* What is asked *
Gather every line of the entries that contains the word "pole" and list those lines in order.

┌─ Available records

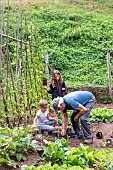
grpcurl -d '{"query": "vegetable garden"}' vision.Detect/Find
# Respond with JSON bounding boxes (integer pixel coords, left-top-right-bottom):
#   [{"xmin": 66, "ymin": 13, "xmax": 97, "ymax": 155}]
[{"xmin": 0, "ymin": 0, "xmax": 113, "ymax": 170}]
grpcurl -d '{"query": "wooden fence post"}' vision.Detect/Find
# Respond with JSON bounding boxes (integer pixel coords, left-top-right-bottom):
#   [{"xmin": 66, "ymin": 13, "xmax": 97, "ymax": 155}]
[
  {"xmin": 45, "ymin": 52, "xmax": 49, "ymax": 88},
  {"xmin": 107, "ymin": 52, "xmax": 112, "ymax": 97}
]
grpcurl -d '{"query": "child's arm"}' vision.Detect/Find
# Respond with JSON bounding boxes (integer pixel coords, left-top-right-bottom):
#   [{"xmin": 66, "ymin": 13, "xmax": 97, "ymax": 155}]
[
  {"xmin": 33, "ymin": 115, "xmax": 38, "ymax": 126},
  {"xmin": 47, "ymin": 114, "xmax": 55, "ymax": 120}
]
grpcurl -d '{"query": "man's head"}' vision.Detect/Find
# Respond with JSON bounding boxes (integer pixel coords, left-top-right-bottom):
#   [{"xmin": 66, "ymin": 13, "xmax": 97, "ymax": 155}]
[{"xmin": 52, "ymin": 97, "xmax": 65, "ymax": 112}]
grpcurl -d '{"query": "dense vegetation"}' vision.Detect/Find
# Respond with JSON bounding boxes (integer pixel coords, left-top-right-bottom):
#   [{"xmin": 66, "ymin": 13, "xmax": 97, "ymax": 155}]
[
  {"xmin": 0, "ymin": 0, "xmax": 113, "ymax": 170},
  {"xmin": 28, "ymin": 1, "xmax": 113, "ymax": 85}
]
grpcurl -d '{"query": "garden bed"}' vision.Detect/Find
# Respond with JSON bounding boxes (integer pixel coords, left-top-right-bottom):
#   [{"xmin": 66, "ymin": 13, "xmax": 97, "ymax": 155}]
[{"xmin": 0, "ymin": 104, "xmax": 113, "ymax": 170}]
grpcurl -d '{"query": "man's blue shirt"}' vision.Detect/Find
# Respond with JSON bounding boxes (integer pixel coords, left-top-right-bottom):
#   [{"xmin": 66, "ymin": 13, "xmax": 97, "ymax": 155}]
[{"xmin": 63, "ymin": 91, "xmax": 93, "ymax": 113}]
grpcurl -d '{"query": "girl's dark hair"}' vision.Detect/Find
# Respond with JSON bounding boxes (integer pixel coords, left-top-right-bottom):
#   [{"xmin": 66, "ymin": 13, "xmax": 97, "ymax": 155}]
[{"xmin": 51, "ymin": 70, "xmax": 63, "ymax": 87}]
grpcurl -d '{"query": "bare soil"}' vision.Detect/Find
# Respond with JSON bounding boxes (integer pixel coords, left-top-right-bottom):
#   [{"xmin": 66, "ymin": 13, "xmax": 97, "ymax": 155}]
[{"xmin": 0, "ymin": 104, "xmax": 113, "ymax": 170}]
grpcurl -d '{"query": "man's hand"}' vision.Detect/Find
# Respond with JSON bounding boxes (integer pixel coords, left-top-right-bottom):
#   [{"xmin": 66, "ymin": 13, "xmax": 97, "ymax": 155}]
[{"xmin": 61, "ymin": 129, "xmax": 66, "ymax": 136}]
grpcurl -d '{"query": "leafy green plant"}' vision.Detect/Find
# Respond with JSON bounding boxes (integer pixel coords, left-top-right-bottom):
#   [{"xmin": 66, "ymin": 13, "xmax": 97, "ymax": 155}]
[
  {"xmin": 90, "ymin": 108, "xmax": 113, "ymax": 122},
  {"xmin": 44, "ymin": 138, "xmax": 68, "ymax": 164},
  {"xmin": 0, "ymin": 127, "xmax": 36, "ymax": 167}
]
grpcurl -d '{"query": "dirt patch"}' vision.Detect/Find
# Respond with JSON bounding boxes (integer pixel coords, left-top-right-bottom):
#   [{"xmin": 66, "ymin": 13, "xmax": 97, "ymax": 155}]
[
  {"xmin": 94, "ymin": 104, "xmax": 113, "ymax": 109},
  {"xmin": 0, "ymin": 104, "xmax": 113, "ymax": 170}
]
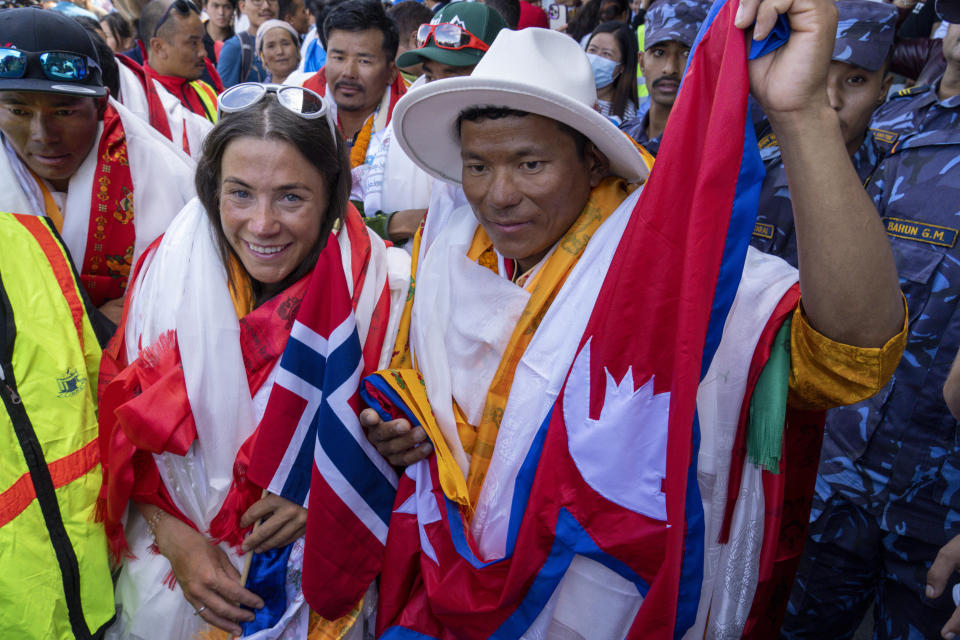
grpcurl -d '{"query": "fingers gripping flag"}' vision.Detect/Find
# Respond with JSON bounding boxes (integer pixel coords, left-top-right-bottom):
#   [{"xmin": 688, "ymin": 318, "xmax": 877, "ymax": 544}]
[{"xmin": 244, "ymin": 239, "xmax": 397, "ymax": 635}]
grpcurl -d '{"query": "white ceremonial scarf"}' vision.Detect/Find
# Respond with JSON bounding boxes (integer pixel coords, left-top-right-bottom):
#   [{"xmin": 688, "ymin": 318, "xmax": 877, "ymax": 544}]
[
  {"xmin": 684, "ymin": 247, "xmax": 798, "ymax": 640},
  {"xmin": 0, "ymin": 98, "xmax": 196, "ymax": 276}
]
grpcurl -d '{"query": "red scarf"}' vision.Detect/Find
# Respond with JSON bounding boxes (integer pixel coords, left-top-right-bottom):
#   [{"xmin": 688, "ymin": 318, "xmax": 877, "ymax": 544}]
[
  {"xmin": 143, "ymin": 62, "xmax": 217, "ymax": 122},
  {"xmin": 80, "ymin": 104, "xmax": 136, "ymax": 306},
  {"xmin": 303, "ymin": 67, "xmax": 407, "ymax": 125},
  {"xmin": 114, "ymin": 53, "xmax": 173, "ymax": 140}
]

└─
┌─ Available records

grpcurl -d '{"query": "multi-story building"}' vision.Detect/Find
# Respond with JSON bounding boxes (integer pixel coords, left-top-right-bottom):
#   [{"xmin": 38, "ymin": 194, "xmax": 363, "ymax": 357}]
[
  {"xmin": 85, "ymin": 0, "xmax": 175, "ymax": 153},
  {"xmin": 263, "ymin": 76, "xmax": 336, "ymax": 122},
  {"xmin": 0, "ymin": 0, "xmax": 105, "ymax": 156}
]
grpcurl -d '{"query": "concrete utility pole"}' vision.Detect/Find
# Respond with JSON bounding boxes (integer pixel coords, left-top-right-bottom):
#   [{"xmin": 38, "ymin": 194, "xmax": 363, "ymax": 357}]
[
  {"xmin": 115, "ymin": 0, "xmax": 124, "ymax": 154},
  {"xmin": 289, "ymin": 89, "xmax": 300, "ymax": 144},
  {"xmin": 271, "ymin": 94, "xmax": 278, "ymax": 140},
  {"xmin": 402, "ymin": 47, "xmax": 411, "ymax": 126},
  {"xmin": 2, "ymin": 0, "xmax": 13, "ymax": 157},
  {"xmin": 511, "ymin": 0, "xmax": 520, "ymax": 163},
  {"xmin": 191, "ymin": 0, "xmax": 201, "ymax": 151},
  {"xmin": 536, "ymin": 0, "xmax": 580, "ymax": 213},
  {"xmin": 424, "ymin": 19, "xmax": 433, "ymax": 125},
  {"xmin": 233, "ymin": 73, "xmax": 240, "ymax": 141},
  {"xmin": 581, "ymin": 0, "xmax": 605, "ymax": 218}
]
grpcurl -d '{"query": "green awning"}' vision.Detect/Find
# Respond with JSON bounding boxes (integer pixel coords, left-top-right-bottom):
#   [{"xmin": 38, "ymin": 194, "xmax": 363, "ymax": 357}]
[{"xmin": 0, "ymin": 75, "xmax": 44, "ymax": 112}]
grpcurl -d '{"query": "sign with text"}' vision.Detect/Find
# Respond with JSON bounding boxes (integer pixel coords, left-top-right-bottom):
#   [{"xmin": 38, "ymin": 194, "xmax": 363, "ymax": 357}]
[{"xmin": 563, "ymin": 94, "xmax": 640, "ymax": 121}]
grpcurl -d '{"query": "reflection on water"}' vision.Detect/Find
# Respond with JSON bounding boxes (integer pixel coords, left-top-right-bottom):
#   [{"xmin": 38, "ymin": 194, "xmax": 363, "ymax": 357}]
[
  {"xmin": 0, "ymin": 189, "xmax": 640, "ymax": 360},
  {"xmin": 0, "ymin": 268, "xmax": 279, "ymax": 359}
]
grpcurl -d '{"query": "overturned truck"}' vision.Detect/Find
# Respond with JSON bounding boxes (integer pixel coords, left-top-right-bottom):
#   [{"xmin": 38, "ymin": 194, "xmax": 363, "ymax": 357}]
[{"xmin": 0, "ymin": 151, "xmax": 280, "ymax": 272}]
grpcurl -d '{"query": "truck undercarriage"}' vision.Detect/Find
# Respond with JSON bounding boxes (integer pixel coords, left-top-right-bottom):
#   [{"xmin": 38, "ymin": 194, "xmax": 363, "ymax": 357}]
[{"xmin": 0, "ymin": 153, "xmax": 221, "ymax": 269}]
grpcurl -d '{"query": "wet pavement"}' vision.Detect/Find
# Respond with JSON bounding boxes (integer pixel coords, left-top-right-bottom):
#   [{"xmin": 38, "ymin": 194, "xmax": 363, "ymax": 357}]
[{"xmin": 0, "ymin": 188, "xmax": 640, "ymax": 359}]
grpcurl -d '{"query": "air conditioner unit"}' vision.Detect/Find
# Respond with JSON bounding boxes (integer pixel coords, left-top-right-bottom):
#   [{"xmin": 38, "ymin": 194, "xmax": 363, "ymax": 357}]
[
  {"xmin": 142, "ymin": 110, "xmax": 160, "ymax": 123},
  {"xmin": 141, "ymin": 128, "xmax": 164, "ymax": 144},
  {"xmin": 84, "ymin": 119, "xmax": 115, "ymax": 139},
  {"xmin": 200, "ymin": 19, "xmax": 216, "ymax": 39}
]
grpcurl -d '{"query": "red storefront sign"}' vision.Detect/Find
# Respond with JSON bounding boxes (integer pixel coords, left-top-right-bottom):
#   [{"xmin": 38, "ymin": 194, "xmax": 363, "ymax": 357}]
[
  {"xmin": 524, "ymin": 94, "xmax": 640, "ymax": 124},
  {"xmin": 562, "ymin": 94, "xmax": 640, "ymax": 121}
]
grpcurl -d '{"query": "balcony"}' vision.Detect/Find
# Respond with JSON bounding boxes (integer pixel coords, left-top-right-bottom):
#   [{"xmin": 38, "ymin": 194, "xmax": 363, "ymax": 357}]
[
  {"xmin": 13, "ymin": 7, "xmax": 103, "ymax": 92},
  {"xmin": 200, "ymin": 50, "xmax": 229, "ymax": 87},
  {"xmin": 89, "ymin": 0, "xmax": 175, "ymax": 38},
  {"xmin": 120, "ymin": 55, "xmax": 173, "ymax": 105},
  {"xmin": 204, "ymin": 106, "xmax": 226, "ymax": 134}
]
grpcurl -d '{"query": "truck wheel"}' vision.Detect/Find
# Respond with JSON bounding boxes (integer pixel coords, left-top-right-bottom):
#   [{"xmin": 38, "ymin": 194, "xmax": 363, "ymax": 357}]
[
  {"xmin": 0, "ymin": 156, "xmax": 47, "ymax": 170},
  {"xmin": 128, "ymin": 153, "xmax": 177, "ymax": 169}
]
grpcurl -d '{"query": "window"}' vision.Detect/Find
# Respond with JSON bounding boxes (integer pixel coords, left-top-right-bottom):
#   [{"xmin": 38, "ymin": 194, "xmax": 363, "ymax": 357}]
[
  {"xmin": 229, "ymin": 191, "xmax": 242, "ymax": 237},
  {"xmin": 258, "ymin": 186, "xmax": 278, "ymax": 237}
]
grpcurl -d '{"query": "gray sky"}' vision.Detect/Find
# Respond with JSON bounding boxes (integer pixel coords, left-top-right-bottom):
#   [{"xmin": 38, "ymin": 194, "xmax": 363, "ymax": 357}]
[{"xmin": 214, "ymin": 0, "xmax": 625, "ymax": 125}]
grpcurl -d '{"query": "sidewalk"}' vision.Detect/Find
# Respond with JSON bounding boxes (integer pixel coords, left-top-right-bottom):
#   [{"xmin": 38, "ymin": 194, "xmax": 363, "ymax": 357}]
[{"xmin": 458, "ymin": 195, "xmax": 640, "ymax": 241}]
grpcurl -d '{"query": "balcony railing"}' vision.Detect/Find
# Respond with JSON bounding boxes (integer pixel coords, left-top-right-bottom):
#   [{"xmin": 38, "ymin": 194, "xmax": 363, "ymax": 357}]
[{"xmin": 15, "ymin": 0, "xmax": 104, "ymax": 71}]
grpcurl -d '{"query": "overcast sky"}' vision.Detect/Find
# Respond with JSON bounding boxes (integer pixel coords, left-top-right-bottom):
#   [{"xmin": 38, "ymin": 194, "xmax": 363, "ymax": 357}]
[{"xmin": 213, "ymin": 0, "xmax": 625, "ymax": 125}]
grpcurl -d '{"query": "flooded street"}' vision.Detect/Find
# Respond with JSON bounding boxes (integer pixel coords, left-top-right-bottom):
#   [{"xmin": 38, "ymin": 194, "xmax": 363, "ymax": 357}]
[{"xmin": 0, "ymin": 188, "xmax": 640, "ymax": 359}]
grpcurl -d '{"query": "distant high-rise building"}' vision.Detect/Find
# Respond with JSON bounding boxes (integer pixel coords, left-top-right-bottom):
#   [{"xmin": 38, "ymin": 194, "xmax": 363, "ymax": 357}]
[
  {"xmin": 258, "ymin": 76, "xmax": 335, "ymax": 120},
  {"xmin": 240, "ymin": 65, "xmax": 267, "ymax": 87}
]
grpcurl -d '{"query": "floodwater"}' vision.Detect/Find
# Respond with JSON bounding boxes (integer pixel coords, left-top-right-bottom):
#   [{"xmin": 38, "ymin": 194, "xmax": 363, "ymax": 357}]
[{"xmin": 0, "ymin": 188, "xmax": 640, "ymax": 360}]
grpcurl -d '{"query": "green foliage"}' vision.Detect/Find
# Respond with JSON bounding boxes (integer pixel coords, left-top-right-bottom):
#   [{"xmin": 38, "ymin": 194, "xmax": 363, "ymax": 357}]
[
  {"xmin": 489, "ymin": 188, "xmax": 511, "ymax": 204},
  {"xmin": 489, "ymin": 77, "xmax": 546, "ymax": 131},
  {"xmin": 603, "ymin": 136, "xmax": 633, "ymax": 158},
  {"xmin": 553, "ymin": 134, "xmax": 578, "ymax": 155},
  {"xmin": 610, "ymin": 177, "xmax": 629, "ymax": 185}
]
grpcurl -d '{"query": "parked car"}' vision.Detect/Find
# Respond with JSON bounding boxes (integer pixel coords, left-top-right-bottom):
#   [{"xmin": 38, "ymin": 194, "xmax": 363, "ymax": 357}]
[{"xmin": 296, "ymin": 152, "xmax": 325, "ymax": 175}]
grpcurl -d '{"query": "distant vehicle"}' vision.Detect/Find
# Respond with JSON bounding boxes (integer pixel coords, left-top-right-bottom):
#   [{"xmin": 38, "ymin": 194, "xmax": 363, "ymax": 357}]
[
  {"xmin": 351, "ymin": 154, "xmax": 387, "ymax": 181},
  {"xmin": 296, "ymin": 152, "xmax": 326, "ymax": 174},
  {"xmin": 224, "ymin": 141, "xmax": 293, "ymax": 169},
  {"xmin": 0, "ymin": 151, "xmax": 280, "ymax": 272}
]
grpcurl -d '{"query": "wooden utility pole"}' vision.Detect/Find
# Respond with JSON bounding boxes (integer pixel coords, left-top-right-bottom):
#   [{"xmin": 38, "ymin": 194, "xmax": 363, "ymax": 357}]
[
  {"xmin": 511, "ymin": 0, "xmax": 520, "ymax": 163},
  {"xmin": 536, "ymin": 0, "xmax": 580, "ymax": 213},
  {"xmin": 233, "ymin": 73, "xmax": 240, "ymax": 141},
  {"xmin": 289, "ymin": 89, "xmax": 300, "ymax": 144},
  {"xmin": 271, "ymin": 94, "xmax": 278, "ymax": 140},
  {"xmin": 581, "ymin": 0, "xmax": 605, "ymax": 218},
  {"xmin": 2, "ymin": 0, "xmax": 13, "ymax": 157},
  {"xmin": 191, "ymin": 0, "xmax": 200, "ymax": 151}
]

└─
┌─ Available records

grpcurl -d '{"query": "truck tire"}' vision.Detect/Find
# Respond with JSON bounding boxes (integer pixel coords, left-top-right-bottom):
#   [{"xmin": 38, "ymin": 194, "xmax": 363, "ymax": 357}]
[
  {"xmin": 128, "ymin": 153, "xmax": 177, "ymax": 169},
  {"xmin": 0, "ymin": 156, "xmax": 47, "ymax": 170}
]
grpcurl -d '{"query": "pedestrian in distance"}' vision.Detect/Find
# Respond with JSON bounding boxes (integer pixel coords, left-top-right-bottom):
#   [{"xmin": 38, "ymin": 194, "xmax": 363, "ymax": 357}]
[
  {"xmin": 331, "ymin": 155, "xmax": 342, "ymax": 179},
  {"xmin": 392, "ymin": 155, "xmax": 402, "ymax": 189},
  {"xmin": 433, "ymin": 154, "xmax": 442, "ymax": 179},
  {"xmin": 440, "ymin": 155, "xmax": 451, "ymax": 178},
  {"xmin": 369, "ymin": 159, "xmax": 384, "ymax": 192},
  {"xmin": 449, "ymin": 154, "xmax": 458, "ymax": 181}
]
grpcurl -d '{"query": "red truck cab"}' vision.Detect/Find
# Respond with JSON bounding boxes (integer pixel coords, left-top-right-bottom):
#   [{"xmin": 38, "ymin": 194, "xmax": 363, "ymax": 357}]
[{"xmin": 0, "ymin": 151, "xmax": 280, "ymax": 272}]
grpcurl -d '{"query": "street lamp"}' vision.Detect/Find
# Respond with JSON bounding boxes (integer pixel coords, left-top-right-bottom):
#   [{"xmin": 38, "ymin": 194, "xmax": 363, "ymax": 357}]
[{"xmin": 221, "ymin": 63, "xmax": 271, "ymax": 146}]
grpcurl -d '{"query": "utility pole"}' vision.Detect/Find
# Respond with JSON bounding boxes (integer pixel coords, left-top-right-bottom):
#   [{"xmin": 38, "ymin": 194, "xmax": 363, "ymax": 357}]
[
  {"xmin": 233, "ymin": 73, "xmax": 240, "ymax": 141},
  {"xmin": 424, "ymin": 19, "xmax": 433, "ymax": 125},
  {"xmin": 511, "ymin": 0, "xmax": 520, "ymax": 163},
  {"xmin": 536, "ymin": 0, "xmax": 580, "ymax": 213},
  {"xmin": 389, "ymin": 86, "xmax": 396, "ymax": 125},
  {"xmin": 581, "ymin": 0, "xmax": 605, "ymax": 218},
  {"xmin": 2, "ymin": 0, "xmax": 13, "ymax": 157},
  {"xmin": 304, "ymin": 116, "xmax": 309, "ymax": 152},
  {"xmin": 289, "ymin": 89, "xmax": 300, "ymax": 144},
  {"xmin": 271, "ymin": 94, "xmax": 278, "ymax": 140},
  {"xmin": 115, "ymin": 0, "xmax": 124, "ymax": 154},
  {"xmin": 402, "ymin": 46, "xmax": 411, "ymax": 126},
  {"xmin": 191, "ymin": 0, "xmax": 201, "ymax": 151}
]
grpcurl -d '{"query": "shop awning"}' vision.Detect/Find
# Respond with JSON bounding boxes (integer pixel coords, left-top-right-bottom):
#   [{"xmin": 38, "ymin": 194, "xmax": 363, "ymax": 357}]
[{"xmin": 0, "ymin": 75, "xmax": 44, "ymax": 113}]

└─

* Completed exercise *
grpcurl -d '{"query": "concrete utility pole"}' vision.Detect/Find
grpcurl -d '{"query": "wooden utility pole"}' vision.Detect/Find
grpcurl -d '{"query": "utility pole"}' vision.Detect/Find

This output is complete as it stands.